Dataset extract below:

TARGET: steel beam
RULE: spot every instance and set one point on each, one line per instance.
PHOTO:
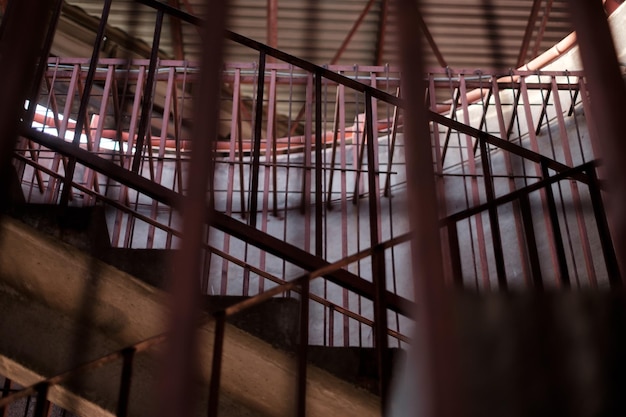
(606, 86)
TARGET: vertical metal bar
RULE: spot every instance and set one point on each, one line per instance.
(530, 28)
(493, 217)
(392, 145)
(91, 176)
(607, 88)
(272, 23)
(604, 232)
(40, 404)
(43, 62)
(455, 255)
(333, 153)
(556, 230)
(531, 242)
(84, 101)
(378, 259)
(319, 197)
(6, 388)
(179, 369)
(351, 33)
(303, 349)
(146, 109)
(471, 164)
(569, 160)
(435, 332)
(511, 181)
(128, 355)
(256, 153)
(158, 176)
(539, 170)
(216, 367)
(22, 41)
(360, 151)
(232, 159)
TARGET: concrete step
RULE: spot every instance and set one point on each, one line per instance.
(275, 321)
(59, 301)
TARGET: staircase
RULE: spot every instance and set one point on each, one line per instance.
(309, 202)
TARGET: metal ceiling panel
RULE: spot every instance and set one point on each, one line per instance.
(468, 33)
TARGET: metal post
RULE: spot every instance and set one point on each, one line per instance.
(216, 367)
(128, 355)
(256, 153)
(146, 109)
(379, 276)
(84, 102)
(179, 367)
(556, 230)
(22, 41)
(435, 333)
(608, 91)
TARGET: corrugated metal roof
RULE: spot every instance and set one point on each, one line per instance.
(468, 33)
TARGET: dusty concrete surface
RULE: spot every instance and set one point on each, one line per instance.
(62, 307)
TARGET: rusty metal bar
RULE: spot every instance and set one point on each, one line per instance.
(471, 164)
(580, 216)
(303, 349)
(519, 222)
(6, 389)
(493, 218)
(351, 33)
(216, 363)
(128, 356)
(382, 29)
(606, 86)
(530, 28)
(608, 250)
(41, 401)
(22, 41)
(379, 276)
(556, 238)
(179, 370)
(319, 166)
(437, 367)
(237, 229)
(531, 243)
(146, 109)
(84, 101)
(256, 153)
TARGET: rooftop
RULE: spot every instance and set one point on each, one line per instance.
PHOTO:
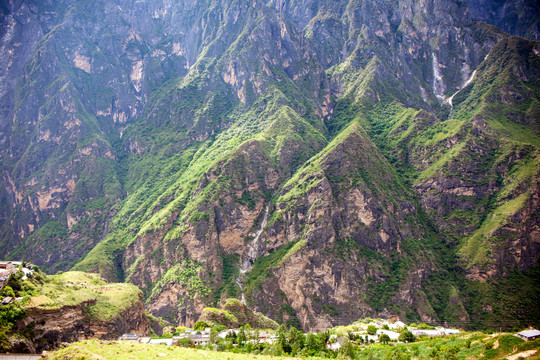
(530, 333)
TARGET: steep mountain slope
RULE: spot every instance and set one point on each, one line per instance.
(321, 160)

End of Dataset extract.
Dataset extract below:

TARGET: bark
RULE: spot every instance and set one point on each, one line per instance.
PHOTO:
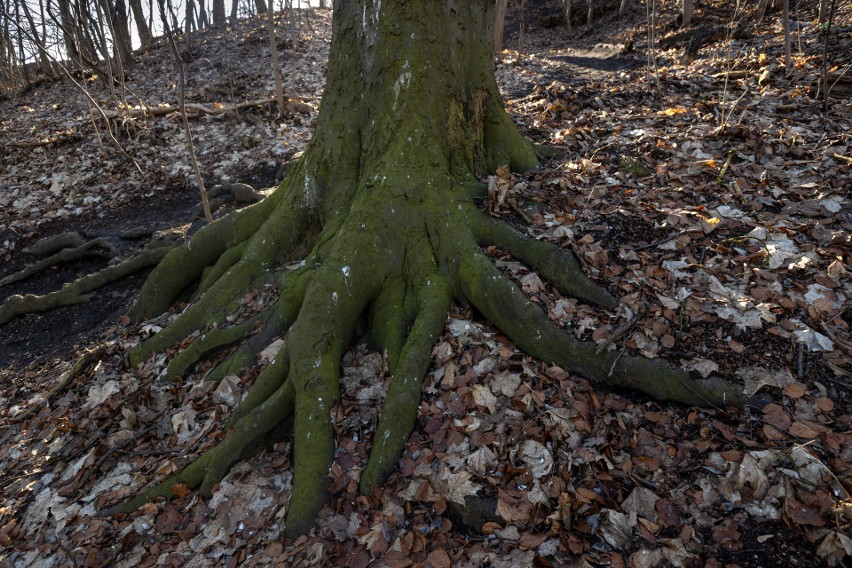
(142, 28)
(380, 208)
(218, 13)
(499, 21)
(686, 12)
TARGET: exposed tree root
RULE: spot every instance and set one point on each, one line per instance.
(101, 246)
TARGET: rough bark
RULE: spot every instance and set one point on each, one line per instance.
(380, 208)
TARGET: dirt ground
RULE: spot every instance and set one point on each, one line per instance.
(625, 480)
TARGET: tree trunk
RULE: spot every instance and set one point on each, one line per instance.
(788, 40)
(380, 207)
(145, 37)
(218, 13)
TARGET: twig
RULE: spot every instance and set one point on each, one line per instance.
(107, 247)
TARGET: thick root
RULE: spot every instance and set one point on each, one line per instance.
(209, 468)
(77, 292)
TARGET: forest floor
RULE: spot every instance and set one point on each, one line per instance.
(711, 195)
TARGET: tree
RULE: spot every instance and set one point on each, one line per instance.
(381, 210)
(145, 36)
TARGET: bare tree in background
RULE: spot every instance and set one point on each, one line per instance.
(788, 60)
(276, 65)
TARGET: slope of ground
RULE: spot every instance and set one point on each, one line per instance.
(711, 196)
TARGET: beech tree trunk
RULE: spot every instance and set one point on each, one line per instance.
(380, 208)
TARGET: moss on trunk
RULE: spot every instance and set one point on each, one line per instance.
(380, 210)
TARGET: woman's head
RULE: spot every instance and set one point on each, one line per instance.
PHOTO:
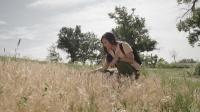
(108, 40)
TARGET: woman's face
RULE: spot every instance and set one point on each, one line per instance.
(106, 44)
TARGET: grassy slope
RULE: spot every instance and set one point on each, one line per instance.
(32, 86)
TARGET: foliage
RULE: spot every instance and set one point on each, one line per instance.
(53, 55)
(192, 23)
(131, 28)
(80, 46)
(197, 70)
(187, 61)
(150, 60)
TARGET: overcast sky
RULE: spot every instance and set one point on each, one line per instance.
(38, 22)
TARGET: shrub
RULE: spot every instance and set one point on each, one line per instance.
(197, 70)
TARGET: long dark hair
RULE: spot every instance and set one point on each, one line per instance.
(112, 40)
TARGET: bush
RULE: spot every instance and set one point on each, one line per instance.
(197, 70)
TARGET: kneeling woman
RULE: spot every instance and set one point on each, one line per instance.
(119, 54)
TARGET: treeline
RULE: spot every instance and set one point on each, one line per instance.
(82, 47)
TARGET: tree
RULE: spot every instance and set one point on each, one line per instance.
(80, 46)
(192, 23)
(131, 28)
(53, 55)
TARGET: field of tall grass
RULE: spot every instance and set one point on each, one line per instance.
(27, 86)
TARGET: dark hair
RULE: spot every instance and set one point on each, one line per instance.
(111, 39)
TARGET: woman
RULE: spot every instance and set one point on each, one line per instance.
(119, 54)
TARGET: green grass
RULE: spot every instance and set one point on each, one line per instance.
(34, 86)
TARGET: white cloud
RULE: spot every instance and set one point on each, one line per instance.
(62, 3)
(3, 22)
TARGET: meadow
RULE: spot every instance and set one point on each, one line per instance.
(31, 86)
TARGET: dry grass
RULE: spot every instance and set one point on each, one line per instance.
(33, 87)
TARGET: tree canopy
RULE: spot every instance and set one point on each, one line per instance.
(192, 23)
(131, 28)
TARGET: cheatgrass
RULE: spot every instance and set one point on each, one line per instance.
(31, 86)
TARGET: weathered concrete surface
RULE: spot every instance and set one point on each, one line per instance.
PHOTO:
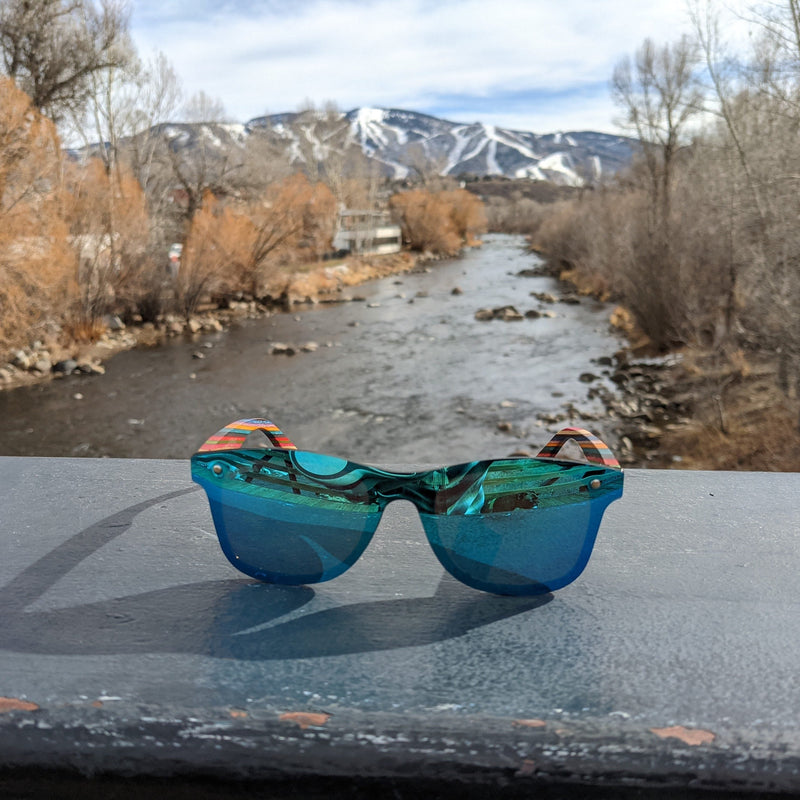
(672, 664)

End of Dataset extract.

Lines with "slope": find them in the data and copy each one.

◆ Exercise solution ◆
TARGET: steep mountain slope
TARGET: slope of ground
TARGET: grassy slope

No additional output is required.